Your answer should consist of the lines holding "rock", copied from the material below.

______

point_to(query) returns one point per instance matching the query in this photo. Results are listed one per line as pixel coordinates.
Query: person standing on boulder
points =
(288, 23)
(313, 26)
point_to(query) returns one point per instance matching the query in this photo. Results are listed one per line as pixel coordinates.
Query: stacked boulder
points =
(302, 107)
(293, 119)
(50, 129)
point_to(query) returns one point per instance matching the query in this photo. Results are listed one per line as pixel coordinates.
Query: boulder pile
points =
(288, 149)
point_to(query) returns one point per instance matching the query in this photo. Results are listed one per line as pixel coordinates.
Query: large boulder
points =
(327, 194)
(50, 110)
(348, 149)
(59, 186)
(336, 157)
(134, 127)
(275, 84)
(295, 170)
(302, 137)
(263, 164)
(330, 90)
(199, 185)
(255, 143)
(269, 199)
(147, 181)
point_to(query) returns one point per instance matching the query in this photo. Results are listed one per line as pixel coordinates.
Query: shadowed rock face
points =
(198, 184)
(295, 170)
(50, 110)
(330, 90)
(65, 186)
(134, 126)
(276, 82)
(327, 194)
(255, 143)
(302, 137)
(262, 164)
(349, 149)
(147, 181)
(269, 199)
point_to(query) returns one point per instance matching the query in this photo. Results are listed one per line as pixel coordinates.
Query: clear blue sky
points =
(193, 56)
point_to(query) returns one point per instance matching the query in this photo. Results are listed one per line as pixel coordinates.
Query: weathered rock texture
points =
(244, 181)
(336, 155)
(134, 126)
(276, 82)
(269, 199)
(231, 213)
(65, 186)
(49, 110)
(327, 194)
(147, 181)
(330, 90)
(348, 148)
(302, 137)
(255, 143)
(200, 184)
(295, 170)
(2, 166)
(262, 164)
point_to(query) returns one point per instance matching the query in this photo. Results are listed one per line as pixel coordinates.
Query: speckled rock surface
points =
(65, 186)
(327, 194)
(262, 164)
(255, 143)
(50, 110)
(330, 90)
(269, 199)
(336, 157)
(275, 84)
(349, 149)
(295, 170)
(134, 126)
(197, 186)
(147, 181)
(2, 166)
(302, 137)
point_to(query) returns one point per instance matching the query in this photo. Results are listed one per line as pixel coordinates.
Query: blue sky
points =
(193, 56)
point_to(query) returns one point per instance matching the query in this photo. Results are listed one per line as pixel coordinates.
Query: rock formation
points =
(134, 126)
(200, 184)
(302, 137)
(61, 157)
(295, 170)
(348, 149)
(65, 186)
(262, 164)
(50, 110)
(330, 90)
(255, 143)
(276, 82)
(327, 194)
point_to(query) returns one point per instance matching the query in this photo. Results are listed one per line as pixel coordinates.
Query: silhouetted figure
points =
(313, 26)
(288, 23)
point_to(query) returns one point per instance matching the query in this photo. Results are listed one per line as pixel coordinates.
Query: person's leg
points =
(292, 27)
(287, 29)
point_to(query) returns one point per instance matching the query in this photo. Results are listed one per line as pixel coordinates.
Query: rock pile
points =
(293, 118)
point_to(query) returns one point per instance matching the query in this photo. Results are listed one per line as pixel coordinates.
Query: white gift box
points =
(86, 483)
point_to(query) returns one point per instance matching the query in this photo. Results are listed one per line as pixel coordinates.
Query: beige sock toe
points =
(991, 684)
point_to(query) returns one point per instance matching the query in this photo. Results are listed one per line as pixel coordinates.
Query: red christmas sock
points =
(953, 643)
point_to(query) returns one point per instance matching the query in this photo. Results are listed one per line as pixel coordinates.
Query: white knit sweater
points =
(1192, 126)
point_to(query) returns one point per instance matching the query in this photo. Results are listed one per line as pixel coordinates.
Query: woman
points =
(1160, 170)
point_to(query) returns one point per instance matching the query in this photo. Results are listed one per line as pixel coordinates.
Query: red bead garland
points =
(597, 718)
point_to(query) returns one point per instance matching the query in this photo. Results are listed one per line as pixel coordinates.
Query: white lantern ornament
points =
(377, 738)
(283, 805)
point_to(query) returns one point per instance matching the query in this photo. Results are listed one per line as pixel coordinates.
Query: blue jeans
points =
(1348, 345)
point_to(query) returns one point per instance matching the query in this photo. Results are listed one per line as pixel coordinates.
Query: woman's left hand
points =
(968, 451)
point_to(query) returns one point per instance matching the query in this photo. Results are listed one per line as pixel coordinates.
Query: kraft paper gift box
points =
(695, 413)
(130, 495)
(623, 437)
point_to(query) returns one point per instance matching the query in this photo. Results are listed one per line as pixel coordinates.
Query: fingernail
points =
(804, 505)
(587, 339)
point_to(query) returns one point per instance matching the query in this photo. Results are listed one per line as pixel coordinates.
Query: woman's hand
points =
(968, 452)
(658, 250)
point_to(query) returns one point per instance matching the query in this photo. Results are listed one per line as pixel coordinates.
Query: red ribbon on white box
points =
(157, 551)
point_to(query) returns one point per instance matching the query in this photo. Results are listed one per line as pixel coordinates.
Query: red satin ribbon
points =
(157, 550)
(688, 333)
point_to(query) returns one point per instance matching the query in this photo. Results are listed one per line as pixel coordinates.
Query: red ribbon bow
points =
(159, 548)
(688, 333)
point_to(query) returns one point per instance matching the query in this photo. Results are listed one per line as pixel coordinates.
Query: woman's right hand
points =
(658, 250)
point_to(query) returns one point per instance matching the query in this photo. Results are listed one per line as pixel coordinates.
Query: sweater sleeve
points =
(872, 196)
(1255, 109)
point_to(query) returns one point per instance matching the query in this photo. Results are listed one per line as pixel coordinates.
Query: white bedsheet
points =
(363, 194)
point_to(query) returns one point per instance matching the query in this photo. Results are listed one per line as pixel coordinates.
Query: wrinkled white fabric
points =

______

_SOLUTION FOR THIS PROBLEM_:
Query: shadowed rock face
Query: weathered rock texture
Query: speckled rock surface
Query: rock formation
Query: rock pile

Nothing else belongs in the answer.